Write out word for word the part of the records that opens with the line containing "locate the bowl" and closes with the line containing "top-left (398, 931), bottom-right (472, 986)", both of those lines included.

-.-.-

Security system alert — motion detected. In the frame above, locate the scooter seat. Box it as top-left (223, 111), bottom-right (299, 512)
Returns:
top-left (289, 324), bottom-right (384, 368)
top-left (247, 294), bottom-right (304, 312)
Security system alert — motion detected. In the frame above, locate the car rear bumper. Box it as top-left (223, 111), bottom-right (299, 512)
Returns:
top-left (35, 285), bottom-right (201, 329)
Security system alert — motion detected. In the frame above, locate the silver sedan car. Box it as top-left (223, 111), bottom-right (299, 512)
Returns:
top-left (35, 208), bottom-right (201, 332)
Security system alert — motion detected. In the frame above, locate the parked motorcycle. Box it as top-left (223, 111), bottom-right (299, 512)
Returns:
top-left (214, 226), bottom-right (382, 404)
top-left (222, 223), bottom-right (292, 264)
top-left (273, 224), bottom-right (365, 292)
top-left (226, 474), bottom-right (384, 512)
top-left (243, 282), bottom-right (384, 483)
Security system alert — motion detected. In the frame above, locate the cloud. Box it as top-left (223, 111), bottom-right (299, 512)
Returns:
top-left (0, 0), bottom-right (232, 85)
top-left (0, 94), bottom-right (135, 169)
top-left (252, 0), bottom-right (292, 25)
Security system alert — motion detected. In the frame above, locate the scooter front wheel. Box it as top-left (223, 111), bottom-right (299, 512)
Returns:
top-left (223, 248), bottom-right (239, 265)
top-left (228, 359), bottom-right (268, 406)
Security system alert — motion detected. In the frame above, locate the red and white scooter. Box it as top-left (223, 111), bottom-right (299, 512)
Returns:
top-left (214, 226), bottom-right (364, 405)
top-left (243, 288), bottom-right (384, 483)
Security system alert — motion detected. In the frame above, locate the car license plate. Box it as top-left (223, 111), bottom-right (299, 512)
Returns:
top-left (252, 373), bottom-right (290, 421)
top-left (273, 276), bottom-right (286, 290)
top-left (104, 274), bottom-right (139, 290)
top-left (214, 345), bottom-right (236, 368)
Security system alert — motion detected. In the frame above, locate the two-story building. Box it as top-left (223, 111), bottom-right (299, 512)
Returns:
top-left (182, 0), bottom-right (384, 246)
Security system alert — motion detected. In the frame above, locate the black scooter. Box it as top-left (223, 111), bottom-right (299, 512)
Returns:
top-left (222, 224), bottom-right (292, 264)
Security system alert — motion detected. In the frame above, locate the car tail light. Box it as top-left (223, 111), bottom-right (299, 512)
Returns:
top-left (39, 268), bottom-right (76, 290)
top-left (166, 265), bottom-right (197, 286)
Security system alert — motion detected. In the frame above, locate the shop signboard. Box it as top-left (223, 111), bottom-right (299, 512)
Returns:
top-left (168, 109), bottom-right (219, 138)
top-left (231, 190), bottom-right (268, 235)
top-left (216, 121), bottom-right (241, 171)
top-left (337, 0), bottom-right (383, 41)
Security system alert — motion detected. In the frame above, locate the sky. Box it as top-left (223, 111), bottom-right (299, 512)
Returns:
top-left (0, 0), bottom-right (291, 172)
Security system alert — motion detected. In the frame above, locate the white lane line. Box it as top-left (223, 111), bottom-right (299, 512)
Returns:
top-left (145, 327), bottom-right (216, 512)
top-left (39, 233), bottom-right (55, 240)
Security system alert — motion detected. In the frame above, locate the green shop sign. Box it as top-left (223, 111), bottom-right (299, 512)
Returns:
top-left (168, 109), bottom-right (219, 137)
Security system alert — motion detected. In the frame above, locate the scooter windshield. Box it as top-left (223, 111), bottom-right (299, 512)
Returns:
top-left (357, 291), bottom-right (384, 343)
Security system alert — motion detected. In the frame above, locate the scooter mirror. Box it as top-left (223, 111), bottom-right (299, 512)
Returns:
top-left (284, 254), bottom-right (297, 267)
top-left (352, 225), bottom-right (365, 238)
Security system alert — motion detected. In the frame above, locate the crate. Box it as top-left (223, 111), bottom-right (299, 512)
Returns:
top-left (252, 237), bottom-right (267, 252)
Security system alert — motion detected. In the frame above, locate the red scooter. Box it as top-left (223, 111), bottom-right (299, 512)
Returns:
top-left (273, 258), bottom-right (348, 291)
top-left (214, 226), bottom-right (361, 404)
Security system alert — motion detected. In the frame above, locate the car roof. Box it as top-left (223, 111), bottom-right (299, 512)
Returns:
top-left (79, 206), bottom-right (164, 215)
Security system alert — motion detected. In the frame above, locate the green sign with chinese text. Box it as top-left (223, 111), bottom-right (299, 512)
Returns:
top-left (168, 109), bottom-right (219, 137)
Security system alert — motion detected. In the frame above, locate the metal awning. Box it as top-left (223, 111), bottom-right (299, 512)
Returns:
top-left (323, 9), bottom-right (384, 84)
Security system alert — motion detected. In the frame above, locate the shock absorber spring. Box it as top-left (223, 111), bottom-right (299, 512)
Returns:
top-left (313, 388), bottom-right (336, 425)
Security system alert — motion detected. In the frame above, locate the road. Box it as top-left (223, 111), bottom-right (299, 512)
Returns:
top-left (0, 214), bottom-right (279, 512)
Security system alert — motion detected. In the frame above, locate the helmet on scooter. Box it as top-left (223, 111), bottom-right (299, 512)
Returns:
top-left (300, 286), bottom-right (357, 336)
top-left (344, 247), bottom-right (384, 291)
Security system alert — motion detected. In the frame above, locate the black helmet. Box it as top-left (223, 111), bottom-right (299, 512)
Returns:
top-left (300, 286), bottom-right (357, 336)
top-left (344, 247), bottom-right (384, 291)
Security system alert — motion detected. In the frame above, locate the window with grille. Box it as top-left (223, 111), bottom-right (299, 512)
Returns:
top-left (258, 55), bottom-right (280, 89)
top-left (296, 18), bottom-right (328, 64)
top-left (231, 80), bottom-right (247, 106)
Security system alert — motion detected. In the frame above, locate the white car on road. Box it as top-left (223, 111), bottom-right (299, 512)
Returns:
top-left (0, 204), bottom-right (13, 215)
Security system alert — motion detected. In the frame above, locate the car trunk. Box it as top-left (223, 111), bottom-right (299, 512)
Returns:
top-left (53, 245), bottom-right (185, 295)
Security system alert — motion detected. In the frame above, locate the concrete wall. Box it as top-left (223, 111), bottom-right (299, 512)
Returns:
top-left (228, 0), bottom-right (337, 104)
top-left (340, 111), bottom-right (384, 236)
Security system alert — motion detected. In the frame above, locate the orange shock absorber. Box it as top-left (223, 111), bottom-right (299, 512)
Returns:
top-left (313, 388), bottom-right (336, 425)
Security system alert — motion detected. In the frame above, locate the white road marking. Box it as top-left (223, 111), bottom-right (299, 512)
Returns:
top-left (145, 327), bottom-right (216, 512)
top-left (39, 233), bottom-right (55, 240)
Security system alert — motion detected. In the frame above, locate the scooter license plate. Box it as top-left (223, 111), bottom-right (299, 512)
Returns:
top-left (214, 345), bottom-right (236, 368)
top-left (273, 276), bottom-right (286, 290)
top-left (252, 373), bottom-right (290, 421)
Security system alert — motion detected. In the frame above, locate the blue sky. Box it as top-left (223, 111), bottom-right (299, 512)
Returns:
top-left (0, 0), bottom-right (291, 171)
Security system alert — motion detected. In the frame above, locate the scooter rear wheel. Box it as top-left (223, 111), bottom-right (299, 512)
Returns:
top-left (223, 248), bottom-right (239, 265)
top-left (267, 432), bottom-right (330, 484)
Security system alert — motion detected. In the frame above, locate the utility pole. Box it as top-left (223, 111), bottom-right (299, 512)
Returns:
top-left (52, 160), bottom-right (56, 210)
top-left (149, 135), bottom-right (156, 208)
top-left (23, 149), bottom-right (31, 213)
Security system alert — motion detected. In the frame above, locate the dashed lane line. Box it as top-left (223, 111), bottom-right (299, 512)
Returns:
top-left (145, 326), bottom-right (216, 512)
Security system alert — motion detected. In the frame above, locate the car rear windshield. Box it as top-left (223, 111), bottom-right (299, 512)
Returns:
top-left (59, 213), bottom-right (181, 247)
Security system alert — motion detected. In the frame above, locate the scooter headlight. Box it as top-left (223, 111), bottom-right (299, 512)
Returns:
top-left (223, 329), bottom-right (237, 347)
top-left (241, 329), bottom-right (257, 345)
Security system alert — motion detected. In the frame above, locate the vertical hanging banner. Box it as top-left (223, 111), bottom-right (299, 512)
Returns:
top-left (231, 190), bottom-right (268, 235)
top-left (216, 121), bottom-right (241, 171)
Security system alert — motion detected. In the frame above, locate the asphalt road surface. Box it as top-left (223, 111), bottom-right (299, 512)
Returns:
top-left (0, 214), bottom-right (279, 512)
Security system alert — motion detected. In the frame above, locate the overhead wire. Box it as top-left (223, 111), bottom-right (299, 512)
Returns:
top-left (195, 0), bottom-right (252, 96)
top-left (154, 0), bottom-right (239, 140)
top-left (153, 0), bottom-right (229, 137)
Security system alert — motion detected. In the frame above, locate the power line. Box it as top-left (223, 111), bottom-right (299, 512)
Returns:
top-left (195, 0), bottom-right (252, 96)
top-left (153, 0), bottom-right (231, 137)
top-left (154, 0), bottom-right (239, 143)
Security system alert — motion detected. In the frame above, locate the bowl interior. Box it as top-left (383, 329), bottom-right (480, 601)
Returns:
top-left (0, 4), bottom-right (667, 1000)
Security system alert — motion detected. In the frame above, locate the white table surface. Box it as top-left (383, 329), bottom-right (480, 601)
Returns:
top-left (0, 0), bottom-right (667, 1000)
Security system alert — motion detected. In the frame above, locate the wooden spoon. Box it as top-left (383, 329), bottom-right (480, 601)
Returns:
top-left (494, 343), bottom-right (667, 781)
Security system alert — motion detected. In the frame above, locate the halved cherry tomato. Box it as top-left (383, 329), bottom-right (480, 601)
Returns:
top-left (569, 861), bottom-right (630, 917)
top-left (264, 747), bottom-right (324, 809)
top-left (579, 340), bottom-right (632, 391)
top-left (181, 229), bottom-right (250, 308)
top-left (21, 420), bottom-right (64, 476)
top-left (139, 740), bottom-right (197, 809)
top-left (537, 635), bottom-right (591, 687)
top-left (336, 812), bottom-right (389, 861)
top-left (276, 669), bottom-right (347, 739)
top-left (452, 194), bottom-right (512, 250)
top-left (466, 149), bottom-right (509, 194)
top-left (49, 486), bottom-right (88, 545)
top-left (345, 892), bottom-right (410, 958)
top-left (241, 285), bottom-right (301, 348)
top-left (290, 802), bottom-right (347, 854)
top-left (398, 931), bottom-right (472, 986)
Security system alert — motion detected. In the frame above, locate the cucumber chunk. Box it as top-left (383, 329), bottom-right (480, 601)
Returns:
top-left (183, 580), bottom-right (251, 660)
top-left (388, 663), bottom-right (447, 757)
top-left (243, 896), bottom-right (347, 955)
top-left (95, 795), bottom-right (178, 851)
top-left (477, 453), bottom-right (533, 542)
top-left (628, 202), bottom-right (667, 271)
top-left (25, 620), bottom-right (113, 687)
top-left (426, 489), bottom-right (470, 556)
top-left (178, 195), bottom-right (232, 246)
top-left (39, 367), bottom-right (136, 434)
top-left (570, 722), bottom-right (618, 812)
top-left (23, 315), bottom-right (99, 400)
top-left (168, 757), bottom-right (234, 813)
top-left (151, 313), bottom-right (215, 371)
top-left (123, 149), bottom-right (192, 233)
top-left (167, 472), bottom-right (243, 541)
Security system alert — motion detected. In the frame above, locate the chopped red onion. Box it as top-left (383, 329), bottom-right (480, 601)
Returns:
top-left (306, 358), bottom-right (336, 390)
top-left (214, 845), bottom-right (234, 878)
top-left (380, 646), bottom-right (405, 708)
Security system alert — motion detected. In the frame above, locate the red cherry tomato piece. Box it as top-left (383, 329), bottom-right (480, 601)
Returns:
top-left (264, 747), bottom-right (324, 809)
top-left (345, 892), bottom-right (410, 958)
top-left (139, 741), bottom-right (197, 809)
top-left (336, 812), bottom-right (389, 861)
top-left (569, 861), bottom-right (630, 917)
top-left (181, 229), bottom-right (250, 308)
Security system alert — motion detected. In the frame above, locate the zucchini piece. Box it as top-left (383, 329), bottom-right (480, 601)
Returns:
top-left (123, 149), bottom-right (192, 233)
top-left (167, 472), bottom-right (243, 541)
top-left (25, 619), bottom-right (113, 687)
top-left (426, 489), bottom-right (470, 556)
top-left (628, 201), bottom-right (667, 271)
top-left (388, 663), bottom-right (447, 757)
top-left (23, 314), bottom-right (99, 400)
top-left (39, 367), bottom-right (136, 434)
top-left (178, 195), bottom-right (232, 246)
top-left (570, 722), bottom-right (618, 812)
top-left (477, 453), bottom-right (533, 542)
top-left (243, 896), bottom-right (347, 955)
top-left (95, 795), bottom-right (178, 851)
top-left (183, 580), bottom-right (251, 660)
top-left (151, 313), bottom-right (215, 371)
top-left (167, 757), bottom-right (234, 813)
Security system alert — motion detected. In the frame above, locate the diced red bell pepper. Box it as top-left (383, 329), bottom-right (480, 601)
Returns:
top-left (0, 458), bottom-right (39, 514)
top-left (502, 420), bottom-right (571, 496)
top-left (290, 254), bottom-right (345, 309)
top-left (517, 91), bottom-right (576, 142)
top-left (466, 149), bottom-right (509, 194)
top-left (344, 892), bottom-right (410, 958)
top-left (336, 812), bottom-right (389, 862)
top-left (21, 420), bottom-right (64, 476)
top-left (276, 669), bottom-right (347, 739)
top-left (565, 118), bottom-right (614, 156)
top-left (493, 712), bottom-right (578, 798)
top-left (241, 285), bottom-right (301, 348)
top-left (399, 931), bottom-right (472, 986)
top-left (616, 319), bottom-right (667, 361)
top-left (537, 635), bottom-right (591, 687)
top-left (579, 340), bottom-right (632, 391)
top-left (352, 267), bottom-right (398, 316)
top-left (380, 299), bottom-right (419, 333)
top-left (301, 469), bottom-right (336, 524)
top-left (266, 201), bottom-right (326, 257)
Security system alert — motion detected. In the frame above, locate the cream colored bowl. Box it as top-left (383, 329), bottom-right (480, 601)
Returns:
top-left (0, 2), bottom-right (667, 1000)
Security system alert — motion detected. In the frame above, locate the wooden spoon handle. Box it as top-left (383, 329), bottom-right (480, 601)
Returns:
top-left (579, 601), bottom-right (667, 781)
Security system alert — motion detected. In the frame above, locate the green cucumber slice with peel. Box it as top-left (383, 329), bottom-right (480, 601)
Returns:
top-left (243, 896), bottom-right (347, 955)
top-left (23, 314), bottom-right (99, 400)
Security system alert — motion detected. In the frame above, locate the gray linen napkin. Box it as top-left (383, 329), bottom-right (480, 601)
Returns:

-.-.-

▸ EXPECTED ANSWER:
Security system alert — motion detected. In the frame above, locate the bowl interior. Box it as top-left (383, 329), bottom-right (480, 601)
Returns:
top-left (0, 4), bottom-right (667, 1000)
Security system alert — motion detected. In the frame above, locate the white table surface. Box it as top-left (383, 329), bottom-right (480, 601)
Returns:
top-left (0, 0), bottom-right (667, 1000)
Security system alert — motion detected. In the frame above, locate the wooden spoon. Box it as top-left (383, 329), bottom-right (480, 601)
Returns:
top-left (494, 343), bottom-right (667, 781)
Security system alert — motion detected. In the frame above, locate the halved cherry tomato. Box it as top-left (383, 329), bottom-right (480, 601)
Returns:
top-left (569, 861), bottom-right (630, 917)
top-left (264, 747), bottom-right (324, 809)
top-left (579, 340), bottom-right (632, 391)
top-left (181, 229), bottom-right (250, 308)
top-left (21, 420), bottom-right (64, 476)
top-left (139, 740), bottom-right (197, 809)
top-left (537, 635), bottom-right (591, 687)
top-left (336, 812), bottom-right (389, 861)
top-left (276, 669), bottom-right (347, 739)
top-left (452, 194), bottom-right (512, 250)
top-left (466, 149), bottom-right (509, 194)
top-left (49, 486), bottom-right (88, 545)
top-left (345, 892), bottom-right (410, 958)
top-left (241, 285), bottom-right (301, 348)
top-left (290, 802), bottom-right (347, 854)
top-left (398, 931), bottom-right (472, 986)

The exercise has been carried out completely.